[Task prompt]
Reproduce the part of the data that opens with its first line and closes with the line containing "column 331, row 394", including both of those lines.

══════════════════════════════

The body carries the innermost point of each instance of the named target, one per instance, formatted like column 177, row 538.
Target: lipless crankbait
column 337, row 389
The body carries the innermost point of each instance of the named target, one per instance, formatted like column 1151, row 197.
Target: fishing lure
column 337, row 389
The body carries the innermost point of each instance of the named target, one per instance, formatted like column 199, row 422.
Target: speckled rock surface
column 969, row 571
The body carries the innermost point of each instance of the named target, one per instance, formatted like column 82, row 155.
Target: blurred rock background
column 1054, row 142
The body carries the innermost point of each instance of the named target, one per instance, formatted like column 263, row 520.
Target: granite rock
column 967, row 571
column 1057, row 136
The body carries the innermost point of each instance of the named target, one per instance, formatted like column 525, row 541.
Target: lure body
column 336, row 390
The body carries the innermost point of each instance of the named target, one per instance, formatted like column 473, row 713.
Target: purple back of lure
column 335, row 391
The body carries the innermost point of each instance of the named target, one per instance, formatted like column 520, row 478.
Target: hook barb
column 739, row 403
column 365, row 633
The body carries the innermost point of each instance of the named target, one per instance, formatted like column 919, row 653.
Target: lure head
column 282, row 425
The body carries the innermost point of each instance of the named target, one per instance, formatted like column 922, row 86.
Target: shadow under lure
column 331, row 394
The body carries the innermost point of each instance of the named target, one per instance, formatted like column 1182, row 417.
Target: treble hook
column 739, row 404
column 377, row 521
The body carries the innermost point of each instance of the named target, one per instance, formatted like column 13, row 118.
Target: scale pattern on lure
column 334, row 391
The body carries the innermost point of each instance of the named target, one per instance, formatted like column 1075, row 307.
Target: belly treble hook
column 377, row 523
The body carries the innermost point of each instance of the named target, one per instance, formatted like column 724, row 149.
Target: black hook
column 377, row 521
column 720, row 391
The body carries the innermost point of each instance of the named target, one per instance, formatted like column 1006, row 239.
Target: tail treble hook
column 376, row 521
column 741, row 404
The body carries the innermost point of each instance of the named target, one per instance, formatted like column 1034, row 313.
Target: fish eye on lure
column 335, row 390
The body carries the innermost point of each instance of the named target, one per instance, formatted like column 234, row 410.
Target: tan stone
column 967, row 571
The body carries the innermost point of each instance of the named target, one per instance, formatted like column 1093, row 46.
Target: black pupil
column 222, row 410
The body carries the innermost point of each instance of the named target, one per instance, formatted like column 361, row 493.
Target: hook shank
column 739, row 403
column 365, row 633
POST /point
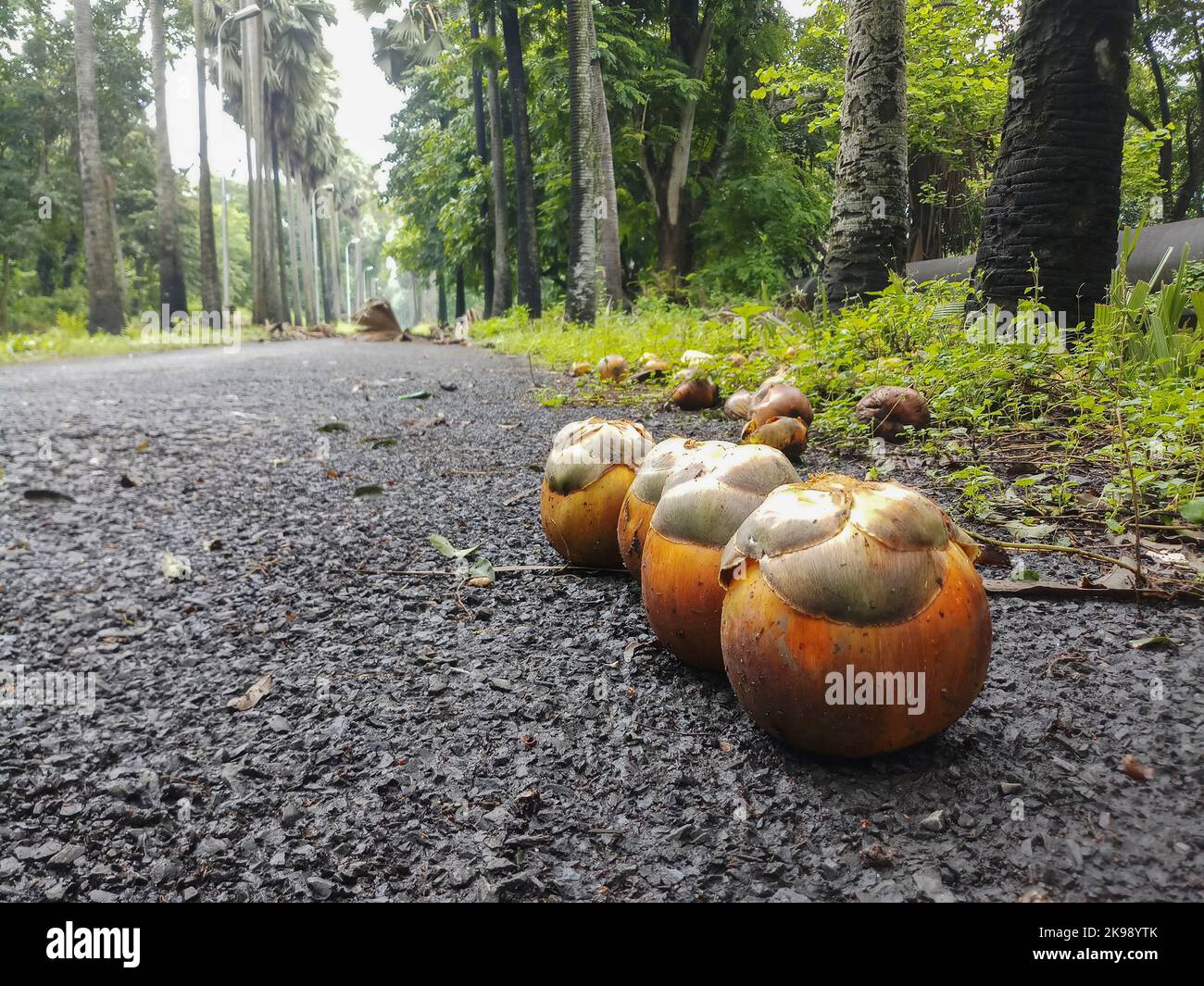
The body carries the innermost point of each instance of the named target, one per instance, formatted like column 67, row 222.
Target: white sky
column 365, row 107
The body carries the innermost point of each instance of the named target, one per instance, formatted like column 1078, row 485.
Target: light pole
column 317, row 259
column 347, row 267
column 233, row 19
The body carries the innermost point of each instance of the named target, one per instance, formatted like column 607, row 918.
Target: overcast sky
column 365, row 107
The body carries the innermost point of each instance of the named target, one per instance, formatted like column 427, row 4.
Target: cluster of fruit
column 847, row 616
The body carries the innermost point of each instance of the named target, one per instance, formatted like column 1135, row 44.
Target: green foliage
column 985, row 397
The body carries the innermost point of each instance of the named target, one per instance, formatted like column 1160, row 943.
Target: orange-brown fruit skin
column 783, row 401
column 582, row 526
column 685, row 608
column 777, row 660
column 634, row 521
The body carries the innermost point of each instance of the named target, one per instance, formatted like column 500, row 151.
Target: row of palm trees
column 277, row 83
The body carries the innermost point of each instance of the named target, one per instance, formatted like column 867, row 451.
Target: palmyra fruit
column 695, row 393
column 787, row 435
column 739, row 406
column 889, row 409
column 702, row 504
column 854, row 621
column 646, row 493
column 588, row 473
column 781, row 400
column 612, row 368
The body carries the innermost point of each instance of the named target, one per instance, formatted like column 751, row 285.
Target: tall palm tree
column 1055, row 200
column 528, row 237
column 867, row 235
column 609, row 253
column 171, row 269
column 502, row 293
column 581, row 293
column 478, row 119
column 211, row 296
column 107, row 305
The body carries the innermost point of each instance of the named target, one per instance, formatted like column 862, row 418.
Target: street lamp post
column 347, row 268
column 233, row 19
column 317, row 259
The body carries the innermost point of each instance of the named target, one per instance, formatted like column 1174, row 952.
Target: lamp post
column 317, row 259
column 233, row 19
column 347, row 268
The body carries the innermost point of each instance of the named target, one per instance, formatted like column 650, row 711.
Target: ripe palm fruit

══════════════════════════════

[Answer to the task]
The body carries the innermost point of each instance of the named target, one per instance, formatted like column 177, row 538.
Target: lipless crankbait
column 337, row 389
The body carries the innermost point of each instance of the named target, one per instance, formatted like column 1151, row 197.
Target: fishing lure
column 337, row 389
The body carries the innermost point of each instance of the named target, one per instance, formatted like column 199, row 422.
Target: speckled rock surface
column 969, row 571
The body carries the innermost point of each instance of the named target, one per instance, formatted like column 82, row 155.
Target: blurred rock background
column 1054, row 142
The body carries the innermost point of each instance of the named target, one per instance, formatted like column 263, row 520.
Target: granite rock
column 967, row 571
column 1057, row 136
The body carries the innermost point of each instance of the named target, one per instance, formatted like column 525, row 541.
Target: lure body
column 336, row 390
The body carries the innermost point of each instance of the named target, one per instance, formatted like column 473, row 713.
Target: purple back of lure
column 335, row 391
The body carries the innermost point of each instance of the named target, one per instance, formatted like column 520, row 478.
Target: hook barb
column 739, row 403
column 365, row 633
The body carries the innermost point of each instance of the named target, one per instance, formatted like column 919, row 653.
Target: lure head
column 282, row 425
The body carries the innermost point of each instance of the named target, one per instance, formatted like column 922, row 86.
Target: shadow under lure
column 331, row 394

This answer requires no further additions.